### TASK DESCRIPTION:
All records below are to be repeated precisely, with nothing added.

### EXCERPTED RECORDS:
---*---

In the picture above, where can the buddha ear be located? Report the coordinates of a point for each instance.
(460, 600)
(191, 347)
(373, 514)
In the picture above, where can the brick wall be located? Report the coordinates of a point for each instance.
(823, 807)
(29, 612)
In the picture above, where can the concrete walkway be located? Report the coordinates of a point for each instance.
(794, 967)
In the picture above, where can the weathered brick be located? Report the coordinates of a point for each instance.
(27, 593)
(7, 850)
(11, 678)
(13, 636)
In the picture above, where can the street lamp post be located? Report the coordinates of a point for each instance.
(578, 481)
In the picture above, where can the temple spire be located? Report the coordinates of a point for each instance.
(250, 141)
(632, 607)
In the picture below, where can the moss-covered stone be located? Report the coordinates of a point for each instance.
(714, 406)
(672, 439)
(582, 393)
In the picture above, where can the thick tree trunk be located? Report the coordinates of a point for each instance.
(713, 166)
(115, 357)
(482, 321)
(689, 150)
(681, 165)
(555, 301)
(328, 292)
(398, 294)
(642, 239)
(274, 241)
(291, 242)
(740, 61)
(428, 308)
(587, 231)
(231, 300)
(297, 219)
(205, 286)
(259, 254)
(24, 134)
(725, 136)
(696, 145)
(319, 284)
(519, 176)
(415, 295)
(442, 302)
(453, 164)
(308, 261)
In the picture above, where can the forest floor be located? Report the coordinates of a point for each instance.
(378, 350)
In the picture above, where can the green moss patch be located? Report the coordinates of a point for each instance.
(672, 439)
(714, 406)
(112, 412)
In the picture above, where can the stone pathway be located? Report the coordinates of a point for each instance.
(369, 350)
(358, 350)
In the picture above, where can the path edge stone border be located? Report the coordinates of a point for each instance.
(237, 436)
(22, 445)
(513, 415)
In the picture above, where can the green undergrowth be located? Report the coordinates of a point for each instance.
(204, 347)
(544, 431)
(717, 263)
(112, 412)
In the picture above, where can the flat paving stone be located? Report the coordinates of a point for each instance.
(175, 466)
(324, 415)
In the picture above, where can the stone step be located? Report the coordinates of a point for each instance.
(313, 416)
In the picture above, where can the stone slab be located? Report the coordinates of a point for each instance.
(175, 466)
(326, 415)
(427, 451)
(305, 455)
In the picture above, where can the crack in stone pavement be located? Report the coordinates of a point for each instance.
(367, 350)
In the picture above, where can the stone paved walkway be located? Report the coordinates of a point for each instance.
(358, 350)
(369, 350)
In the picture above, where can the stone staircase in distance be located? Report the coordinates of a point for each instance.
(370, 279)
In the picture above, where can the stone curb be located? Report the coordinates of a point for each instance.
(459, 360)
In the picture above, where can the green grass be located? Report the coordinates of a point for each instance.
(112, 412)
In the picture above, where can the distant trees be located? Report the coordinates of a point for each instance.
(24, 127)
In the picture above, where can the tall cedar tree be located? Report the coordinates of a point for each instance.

---*---

### RESPONSE TO THIS EXERCISE:
In the picture above, where can the buddha ear be located? Report the coordinates of a point for each instance.
(460, 600)
(191, 347)
(373, 514)
In the picture above, where can the brick wall be located? Report the coordinates of a point for each instance.
(823, 807)
(29, 612)
In the picture above, where can the concrete walkway be located? Report the coordinates of a point for each instance.
(794, 967)
In the picture above, where can the weathered brick be located? Report the coordinates of a point for each instance.
(27, 593)
(7, 850)
(11, 678)
(13, 636)
In the picture above, where can the street lamp post be located? Report the coordinates of a point for each instance.
(578, 481)
In the picture above, where can the temple spire be located? Report the coordinates of a point for each instance.
(250, 141)
(632, 607)
In the picture below, where can the moss-covered stone be located? Report the coordinates of a point for each instance.
(714, 406)
(672, 439)
(582, 393)
In the picture above, where can the thick tree trunk be located? Report the coordinates of a point for each instance.
(713, 166)
(115, 357)
(482, 321)
(689, 150)
(681, 165)
(555, 301)
(328, 292)
(398, 294)
(642, 239)
(274, 241)
(291, 242)
(740, 61)
(428, 308)
(587, 231)
(231, 300)
(297, 219)
(205, 286)
(259, 254)
(24, 134)
(725, 136)
(696, 145)
(319, 284)
(519, 176)
(415, 295)
(442, 302)
(453, 164)
(308, 261)
In the picture above, where can the forest floor be located? Report the coordinates of a point for each instance.
(378, 350)
In the picture above, where can the green moss patch be located? Report the coordinates of a point for each instance.
(672, 439)
(714, 406)
(112, 412)
In the picture above, where can the stone pathway be located? Report the coordinates of a point for each instance.
(369, 350)
(358, 350)
In the picture above, where can the path edge stone border be located? Report the coordinates of a point for each instance.
(237, 436)
(22, 445)
(513, 415)
In the picture above, where can the green undergrowth be located? Report the coordinates of a point for each instance.
(204, 347)
(544, 431)
(717, 263)
(112, 412)
In the picture above, where can the flat paving stone be located? Report the coordinates of a point for each instance.
(175, 466)
(324, 415)
In the picture above, where can the stone step be located? Report the coordinates of a point for each instance.
(313, 416)
In the picture above, where can the stone slab be located? Report the coordinates of a point for each instance.
(175, 466)
(326, 415)
(427, 451)
(305, 455)
In the picture above, where can the crack in stone pavement be located? Report the coordinates of a point for each instance.
(367, 350)
In the picture above, where can the stone paved walkway be located? Report the coordinates of a point for each instance.
(358, 350)
(369, 350)
In the picture above, where can the stone staircase in distance be located? Report the coordinates of a point for each instance.
(370, 279)
In the picture above, where can the stone curb be located? Report the coordinates of a point for each instance.
(459, 360)
In the picture above, where can the green grass be located? Report the coordinates of a point for each instance.
(112, 412)
In the picture above, where can the distant trees be located? Report the coordinates of a point for each instance.
(24, 127)
In the picture above, where can the tall cedar tree be located? Report the coordinates of a point for each instance.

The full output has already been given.